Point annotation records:
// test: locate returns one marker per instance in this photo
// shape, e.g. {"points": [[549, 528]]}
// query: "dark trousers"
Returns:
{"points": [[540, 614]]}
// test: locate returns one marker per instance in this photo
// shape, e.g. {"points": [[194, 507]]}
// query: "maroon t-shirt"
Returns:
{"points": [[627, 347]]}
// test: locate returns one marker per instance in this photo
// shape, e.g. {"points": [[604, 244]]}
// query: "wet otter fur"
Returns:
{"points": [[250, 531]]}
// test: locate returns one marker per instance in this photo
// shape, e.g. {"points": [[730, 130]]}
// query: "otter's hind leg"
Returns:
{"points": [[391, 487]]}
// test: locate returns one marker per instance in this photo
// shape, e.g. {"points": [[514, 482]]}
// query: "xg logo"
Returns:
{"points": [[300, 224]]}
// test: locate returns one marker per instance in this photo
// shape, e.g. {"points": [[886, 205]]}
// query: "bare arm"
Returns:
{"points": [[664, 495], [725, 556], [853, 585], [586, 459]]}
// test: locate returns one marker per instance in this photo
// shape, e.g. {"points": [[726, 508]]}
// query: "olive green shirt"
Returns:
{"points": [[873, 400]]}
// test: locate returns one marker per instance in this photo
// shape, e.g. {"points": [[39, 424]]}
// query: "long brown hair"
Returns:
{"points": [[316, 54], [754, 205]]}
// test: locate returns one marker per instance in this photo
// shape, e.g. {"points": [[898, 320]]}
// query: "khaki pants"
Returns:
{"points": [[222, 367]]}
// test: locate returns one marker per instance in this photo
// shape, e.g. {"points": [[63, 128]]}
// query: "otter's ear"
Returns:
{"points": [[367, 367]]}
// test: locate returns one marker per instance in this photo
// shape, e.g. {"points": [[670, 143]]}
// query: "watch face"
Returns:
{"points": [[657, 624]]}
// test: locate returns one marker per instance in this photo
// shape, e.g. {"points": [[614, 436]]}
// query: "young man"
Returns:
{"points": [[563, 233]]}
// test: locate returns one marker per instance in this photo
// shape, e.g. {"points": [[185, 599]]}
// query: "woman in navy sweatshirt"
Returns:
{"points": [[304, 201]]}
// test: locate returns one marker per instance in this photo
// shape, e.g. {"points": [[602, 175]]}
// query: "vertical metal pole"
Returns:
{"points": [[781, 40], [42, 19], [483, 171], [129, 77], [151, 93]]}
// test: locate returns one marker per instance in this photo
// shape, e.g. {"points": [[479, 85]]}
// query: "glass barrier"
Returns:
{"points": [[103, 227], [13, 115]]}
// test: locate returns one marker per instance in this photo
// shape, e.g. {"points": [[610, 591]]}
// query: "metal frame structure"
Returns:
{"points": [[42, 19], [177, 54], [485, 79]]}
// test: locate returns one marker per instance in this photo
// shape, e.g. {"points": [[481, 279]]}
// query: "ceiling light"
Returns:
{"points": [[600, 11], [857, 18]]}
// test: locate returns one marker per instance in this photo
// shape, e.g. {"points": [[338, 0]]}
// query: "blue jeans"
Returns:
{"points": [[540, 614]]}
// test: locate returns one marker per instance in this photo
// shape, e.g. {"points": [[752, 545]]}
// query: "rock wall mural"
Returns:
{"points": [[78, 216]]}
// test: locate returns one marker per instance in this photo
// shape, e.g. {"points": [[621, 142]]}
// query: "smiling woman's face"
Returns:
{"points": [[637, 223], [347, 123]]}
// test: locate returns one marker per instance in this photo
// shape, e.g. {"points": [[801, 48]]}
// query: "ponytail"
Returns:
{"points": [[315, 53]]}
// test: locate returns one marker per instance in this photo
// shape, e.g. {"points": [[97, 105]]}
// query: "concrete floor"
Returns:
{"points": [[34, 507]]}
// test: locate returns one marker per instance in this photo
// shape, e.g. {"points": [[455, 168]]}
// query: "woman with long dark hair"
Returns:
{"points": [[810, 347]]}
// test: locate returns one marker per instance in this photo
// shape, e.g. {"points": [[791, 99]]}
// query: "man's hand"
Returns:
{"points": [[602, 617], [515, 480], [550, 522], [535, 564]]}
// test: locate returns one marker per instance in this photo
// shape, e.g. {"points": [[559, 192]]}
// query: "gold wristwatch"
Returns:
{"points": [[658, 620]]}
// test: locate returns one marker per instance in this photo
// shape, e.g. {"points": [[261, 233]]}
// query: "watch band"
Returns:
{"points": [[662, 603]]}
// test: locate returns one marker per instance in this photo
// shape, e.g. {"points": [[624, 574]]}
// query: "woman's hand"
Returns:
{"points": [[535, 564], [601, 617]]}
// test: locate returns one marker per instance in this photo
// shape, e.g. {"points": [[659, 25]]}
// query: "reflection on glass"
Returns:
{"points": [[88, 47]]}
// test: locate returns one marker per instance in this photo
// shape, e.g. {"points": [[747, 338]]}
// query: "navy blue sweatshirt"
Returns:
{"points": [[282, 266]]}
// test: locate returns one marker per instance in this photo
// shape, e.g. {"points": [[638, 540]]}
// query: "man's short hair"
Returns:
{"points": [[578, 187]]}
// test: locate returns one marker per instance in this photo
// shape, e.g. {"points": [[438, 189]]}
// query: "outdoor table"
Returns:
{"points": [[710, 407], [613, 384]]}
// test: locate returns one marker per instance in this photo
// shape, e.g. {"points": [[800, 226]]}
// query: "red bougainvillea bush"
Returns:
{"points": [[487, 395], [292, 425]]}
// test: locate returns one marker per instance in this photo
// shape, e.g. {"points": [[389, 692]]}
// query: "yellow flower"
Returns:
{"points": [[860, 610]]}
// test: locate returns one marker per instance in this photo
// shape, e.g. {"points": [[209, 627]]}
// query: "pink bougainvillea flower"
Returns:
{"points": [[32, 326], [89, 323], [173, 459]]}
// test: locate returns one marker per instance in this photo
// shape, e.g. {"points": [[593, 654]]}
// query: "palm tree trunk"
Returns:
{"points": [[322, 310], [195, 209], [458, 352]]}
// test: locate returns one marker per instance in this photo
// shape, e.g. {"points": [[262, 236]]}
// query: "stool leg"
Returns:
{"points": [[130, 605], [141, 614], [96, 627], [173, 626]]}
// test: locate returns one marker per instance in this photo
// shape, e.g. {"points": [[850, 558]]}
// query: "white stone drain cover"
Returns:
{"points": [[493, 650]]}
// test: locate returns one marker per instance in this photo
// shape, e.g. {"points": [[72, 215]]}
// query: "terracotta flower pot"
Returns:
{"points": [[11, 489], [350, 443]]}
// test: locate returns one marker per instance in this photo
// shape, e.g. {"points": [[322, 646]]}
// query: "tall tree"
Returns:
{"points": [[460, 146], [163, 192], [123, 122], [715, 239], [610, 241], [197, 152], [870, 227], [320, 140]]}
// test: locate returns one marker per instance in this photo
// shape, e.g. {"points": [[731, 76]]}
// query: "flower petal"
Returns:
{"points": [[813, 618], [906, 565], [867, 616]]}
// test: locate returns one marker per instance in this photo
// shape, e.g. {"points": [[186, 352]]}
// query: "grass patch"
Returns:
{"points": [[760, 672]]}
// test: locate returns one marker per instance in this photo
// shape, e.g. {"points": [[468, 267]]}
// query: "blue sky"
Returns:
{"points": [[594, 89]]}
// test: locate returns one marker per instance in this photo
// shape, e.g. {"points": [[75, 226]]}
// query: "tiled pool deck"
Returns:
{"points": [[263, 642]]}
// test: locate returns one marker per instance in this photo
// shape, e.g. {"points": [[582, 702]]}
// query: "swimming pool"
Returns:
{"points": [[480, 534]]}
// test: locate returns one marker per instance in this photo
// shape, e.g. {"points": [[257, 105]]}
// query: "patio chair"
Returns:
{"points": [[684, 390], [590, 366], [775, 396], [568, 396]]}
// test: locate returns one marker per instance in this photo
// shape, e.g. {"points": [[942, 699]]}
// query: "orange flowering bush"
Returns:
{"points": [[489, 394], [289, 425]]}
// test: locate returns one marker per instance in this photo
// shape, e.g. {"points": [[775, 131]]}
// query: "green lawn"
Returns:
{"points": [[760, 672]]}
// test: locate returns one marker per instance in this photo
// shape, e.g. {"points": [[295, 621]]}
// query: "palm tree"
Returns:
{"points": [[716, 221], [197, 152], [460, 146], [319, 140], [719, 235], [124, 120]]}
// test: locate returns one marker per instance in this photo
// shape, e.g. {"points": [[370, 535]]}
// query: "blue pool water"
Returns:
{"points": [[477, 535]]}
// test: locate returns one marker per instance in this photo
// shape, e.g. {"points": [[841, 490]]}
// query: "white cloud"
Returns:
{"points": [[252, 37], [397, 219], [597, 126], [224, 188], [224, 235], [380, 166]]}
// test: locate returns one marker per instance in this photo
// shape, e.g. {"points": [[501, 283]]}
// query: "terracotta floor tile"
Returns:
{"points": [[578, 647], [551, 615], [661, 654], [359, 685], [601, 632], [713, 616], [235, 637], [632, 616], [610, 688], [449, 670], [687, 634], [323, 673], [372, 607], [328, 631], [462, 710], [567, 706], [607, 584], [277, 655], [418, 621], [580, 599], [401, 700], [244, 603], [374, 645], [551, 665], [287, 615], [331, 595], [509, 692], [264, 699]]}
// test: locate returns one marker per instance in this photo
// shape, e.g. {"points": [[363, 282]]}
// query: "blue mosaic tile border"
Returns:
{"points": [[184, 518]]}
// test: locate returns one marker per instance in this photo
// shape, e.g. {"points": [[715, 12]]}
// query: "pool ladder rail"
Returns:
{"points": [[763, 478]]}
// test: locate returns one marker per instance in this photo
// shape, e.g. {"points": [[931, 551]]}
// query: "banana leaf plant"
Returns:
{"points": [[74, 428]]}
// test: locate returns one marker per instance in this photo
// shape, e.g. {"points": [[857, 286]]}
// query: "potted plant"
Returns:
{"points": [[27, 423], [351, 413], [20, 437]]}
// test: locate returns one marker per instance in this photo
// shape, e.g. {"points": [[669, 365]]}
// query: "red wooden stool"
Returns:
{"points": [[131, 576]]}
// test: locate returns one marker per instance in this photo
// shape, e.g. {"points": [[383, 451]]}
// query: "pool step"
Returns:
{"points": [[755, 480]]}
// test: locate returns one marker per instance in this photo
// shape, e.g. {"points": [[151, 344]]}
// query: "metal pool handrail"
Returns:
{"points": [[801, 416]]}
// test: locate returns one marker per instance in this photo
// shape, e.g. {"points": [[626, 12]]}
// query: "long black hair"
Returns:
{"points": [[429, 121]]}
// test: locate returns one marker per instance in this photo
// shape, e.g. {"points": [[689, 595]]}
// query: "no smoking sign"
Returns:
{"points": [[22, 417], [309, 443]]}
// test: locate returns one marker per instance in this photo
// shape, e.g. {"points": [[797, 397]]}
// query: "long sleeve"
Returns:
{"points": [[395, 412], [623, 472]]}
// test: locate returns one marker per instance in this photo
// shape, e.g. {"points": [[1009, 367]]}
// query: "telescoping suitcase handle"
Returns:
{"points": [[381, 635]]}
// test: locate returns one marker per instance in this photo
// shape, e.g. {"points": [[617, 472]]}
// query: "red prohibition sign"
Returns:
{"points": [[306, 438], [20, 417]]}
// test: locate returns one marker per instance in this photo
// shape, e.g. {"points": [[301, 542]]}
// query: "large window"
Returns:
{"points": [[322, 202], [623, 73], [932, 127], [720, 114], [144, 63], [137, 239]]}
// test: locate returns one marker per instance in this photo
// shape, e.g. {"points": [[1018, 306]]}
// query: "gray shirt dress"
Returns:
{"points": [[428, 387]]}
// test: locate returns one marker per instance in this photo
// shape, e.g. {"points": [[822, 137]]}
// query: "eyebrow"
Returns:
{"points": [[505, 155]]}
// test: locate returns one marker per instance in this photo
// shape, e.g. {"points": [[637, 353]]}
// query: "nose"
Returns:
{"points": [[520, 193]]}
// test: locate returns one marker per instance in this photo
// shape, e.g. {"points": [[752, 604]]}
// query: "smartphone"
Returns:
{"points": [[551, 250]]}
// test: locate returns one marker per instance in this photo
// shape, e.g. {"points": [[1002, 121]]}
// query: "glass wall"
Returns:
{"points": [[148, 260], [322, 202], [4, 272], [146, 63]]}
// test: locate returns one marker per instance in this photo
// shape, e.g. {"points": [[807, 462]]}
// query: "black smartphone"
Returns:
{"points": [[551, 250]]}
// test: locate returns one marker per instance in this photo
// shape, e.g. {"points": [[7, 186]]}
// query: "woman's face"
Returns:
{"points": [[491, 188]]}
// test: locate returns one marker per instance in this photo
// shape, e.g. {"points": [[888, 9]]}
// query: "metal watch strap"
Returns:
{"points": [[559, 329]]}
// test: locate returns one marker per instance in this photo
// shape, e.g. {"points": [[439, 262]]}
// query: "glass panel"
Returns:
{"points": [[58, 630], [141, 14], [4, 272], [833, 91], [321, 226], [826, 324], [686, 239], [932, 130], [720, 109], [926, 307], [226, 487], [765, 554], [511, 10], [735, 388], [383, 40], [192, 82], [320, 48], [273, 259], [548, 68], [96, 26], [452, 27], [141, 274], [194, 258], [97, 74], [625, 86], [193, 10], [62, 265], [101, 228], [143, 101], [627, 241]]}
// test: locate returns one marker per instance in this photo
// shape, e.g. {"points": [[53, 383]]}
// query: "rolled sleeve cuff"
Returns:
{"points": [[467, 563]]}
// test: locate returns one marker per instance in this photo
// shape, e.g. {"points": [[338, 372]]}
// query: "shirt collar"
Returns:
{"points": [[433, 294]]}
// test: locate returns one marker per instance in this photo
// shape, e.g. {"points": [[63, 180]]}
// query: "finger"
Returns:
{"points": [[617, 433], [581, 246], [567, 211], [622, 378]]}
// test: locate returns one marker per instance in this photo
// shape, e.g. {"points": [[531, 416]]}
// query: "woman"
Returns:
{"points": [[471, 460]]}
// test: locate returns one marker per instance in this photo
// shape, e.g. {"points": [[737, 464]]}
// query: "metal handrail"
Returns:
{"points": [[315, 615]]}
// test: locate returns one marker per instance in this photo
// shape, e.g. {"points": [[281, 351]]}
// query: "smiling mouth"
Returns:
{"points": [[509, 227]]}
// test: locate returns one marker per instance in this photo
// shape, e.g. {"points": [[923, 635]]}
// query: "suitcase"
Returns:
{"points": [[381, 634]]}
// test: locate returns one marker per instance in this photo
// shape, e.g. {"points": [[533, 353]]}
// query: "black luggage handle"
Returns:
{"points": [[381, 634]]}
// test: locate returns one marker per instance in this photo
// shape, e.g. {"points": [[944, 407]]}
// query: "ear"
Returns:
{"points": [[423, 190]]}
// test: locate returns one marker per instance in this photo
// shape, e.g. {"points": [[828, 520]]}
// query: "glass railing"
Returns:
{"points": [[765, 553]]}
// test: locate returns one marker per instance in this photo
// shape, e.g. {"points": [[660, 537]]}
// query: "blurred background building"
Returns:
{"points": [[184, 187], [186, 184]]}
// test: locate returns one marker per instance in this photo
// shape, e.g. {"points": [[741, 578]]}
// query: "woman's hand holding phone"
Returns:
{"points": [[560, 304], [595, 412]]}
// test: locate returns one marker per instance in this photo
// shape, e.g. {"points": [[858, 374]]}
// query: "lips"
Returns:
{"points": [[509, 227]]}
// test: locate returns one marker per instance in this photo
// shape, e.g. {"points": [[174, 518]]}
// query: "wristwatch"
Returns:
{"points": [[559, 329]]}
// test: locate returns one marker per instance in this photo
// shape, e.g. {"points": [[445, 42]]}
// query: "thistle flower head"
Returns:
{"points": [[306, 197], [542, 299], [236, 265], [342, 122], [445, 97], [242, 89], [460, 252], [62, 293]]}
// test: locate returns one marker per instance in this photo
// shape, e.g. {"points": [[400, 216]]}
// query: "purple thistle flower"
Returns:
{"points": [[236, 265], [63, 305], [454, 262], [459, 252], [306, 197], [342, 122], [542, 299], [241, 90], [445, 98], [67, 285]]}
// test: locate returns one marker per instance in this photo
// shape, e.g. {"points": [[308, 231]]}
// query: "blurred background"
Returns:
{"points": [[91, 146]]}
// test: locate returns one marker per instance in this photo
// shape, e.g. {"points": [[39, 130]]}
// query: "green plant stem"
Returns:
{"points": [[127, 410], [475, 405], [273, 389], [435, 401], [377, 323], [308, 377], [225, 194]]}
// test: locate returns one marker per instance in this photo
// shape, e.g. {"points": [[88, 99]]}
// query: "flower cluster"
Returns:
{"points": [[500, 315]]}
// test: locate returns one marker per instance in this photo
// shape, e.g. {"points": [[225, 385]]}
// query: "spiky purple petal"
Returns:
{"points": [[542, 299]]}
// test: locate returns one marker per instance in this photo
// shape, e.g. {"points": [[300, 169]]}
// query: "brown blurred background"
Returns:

- TASK TO COMPLETE
Find each line in the records above that contains the word "handle", and copy those lines out. Case counts.

- EXERCISE ANSWER
// query: "telescoping suitcase handle"
// query: "black luggage handle"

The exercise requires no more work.